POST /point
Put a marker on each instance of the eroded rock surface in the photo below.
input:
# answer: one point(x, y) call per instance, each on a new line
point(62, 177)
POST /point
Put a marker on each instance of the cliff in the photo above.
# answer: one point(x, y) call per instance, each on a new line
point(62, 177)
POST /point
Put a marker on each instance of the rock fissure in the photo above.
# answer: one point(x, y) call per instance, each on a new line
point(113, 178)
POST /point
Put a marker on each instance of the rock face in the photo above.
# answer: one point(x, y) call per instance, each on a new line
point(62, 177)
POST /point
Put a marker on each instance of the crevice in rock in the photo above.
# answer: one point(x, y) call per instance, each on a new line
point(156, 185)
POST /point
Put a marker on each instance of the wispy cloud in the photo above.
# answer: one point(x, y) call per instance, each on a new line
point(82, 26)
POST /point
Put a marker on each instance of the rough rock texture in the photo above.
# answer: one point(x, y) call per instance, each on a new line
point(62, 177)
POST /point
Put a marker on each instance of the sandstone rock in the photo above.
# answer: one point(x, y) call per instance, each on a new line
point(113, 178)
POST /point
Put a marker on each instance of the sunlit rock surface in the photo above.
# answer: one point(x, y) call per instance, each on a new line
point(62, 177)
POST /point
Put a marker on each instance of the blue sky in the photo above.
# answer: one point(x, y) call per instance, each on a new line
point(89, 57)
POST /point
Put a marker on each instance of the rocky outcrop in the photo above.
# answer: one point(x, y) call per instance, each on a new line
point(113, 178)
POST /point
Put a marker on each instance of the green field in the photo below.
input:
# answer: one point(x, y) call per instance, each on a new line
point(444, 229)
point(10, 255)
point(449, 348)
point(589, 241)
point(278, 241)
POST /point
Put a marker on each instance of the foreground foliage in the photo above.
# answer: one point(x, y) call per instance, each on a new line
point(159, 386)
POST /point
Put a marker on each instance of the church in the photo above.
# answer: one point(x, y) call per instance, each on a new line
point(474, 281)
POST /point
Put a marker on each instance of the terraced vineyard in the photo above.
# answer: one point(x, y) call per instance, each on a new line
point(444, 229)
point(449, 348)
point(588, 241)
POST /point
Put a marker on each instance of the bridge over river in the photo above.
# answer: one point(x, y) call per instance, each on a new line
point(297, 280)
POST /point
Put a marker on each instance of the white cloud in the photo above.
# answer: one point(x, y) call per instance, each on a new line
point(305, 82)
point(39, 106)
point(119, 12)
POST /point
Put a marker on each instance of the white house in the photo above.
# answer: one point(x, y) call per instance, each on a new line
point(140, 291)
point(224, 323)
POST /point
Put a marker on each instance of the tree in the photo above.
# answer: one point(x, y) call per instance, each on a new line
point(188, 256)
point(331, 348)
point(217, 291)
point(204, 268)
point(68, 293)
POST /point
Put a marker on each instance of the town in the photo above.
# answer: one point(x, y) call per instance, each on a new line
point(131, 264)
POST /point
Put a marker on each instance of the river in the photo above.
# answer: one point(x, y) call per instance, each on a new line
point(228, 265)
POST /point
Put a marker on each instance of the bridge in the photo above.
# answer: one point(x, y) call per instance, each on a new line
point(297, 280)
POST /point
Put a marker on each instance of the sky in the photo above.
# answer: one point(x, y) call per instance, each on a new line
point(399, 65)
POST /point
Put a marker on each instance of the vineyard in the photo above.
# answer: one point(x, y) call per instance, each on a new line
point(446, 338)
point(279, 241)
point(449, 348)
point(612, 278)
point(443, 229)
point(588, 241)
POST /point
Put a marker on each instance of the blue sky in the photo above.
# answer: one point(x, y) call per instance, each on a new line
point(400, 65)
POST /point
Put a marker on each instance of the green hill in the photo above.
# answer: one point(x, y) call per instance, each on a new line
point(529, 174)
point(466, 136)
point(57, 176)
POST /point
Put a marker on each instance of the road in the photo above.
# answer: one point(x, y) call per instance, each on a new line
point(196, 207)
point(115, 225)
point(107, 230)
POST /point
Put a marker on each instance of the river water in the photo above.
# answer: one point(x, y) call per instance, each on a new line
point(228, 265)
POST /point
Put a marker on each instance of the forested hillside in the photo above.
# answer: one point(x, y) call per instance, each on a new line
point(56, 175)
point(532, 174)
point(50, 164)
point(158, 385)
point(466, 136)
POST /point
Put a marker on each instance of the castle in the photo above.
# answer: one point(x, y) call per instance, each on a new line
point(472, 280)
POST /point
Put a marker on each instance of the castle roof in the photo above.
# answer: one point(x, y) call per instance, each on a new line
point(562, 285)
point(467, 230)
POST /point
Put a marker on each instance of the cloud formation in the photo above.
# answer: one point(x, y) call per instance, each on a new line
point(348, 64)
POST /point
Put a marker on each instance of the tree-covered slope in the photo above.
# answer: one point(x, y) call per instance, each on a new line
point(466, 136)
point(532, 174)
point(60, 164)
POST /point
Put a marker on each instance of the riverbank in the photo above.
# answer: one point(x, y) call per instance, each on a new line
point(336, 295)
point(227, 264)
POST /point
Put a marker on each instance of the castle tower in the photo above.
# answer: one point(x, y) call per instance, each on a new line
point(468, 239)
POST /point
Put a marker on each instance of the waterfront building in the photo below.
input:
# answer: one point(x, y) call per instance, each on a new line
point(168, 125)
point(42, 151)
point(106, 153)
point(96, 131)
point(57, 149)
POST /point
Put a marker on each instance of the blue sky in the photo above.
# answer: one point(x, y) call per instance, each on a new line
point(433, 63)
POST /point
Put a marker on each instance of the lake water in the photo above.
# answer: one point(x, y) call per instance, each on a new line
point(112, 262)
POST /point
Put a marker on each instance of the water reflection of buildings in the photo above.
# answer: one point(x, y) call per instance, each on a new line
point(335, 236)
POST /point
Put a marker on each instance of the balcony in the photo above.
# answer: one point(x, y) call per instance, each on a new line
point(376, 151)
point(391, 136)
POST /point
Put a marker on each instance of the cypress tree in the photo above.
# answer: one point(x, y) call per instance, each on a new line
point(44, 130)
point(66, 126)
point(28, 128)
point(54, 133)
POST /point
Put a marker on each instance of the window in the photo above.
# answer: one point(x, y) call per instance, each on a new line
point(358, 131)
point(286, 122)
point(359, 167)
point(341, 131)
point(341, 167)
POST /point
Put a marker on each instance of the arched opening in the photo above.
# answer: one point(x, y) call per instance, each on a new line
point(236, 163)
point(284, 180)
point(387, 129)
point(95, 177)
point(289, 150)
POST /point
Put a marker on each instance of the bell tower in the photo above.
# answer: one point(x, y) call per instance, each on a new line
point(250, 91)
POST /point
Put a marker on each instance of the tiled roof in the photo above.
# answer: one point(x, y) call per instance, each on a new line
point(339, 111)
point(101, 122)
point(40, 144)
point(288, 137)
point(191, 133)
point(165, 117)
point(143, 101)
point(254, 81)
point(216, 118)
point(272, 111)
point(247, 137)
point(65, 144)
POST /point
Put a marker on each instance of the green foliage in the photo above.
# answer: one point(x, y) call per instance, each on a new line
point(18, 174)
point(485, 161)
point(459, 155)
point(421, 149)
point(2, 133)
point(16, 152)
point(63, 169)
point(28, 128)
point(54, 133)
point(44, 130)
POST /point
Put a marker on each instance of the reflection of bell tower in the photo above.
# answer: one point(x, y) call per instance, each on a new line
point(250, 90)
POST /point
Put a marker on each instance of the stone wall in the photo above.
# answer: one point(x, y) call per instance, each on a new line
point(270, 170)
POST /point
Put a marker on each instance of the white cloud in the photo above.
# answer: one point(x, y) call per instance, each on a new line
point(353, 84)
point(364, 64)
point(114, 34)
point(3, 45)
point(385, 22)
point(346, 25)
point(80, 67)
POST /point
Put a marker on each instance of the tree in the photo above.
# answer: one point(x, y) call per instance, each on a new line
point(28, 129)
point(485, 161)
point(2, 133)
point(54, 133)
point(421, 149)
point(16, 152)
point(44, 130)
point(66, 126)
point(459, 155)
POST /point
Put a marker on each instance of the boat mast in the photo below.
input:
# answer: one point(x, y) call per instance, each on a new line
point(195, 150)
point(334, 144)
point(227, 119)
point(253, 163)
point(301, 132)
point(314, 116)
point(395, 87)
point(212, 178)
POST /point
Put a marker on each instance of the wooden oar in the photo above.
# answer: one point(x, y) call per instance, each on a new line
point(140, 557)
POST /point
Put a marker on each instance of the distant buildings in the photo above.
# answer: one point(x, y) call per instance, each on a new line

----

**Your goal**. Pull out each line in the records above that contains the string "castle". Case counts.

**The result**.
Put a marker on each instance of the castle in the photo above.
Put a marker on each instance of the castle roof in the photo above.
Put a marker on each instance of the castle tower in the photo above.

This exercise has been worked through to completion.